DIRECTIONS:
Exactly and only the lines from the one with "Please pick out the submarine in" through the end of the listing are to be transcribed, both ends included.

[Dataset excerpts on object pointing]
# # # #
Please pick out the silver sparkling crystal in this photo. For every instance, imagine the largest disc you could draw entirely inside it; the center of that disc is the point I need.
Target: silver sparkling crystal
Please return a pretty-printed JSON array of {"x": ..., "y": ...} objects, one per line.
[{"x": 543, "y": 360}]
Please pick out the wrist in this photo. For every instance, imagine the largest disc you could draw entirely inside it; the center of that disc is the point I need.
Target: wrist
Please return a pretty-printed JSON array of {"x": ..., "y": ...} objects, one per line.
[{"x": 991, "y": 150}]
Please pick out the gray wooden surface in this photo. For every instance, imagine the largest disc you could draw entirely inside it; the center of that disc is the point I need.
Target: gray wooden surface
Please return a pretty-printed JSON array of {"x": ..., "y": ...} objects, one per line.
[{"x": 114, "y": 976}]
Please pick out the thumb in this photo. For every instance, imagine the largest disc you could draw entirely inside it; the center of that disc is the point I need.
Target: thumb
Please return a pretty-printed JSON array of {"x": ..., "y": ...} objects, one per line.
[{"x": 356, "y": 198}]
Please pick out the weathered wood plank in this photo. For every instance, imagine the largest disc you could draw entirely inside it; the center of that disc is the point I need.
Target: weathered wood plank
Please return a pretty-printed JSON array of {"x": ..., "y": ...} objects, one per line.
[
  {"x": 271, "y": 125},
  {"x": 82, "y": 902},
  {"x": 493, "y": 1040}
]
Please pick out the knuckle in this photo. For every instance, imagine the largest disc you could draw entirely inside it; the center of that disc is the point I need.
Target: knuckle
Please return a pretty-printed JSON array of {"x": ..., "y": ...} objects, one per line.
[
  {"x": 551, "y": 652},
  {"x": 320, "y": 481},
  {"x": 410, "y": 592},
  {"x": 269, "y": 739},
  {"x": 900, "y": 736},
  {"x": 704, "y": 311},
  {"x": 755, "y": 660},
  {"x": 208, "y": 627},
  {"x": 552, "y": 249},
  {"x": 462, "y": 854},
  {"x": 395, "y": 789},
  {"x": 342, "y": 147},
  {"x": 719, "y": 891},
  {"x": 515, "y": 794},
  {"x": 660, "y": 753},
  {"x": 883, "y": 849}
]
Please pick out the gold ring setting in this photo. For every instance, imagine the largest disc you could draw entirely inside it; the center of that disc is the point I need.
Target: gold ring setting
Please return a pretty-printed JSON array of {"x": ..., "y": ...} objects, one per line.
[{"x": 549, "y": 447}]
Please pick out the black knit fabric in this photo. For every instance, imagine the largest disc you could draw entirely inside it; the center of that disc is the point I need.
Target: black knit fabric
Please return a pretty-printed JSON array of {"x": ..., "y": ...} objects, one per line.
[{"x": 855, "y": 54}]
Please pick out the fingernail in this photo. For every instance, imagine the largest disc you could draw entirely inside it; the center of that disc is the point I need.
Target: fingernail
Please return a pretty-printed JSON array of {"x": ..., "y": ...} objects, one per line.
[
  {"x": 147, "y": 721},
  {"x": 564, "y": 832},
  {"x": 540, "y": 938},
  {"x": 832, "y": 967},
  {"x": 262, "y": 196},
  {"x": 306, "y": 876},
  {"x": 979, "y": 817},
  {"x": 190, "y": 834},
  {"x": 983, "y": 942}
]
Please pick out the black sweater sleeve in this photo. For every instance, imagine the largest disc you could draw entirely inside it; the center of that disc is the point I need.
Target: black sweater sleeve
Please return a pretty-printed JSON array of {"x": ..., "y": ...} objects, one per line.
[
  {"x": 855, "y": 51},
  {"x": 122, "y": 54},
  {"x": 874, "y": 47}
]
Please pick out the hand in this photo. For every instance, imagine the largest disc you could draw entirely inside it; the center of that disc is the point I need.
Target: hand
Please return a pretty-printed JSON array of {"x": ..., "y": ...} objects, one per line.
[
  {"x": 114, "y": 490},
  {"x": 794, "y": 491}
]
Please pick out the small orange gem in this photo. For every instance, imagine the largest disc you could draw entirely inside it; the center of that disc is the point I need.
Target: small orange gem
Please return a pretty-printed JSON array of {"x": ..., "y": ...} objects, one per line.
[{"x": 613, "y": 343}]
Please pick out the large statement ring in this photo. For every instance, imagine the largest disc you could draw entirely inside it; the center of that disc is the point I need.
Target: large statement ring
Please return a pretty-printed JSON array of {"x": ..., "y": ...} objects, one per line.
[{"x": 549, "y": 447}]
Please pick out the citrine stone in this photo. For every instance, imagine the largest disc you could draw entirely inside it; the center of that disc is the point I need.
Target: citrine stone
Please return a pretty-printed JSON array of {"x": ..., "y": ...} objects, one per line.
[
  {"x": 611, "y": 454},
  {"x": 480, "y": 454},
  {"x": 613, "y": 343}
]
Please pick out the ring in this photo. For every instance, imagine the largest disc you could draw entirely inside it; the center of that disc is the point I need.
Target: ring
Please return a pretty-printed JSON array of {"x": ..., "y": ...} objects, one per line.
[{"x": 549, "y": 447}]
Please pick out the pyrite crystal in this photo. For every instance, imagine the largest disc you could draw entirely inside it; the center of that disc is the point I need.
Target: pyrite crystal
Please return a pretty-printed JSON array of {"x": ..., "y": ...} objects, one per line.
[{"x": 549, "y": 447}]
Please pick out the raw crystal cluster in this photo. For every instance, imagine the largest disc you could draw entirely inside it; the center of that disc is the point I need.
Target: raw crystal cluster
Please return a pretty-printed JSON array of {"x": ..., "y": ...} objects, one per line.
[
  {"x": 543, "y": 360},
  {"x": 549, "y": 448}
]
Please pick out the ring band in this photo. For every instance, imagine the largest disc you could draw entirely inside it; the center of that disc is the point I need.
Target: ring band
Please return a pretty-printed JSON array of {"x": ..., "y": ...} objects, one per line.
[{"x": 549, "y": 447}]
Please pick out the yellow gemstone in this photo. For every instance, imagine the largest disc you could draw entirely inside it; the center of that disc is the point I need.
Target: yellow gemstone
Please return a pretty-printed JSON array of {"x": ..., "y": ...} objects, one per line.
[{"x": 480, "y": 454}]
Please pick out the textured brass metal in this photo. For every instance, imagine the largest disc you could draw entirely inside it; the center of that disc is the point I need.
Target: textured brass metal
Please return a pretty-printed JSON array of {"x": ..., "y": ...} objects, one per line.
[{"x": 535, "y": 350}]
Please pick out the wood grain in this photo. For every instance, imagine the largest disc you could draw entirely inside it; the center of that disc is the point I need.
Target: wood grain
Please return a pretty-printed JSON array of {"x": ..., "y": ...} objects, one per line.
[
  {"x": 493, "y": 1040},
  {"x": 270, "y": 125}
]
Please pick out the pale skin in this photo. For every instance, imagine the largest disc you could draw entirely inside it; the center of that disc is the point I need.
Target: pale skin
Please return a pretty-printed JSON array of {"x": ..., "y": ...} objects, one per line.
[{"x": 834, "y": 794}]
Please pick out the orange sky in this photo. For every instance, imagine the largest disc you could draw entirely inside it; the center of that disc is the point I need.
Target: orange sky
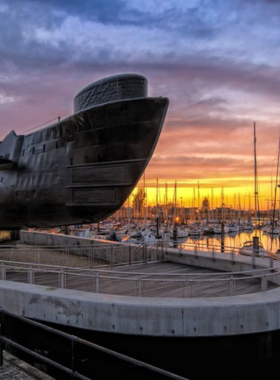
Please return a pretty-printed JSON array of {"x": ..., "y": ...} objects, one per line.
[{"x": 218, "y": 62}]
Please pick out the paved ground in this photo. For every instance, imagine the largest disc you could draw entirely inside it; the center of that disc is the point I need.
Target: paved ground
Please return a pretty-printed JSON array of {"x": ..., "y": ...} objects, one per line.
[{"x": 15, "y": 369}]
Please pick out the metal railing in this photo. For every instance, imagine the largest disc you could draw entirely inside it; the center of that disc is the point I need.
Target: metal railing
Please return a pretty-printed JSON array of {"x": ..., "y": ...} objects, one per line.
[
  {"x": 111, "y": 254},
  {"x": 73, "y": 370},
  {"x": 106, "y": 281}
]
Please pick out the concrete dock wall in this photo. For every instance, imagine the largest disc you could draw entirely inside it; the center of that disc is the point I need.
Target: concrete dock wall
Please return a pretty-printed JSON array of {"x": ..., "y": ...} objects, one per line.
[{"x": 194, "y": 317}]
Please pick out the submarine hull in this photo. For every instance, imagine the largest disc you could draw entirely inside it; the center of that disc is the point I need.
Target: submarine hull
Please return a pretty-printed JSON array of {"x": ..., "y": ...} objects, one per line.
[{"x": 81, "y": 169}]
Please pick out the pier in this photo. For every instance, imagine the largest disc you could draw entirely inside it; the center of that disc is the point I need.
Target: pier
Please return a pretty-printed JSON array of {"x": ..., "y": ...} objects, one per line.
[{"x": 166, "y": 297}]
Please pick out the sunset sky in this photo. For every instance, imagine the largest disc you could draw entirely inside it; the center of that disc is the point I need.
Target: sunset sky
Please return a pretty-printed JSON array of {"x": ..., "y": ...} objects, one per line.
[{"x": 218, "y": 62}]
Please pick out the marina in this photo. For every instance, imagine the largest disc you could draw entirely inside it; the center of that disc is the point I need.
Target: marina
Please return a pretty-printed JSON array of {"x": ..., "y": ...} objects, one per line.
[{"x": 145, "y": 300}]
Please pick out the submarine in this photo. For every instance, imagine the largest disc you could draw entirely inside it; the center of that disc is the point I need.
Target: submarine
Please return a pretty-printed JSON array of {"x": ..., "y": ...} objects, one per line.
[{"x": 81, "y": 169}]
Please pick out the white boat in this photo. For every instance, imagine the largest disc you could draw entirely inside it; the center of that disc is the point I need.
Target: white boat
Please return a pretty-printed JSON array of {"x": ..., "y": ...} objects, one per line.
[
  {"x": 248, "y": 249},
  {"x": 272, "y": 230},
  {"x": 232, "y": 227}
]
# # # #
FULL OUTPUT:
Please pick out the submarine in this photo. For every instance, imagine the largest disc you could draw entirely inside it; the center of that disc is the point I need.
Target: submarine
Please return a pretty-printed JSON array of {"x": ..., "y": ...} objects, one per line.
[{"x": 81, "y": 169}]
Please pick out the white boat in this photo. For every instance, imagine the largest disc you could draw entirely inside it; the center of that disc is the point I need.
Target: white boat
Please return a pretty-printed JSON array of {"x": ..., "y": ...} objects, one per line.
[
  {"x": 248, "y": 249},
  {"x": 272, "y": 230},
  {"x": 232, "y": 227}
]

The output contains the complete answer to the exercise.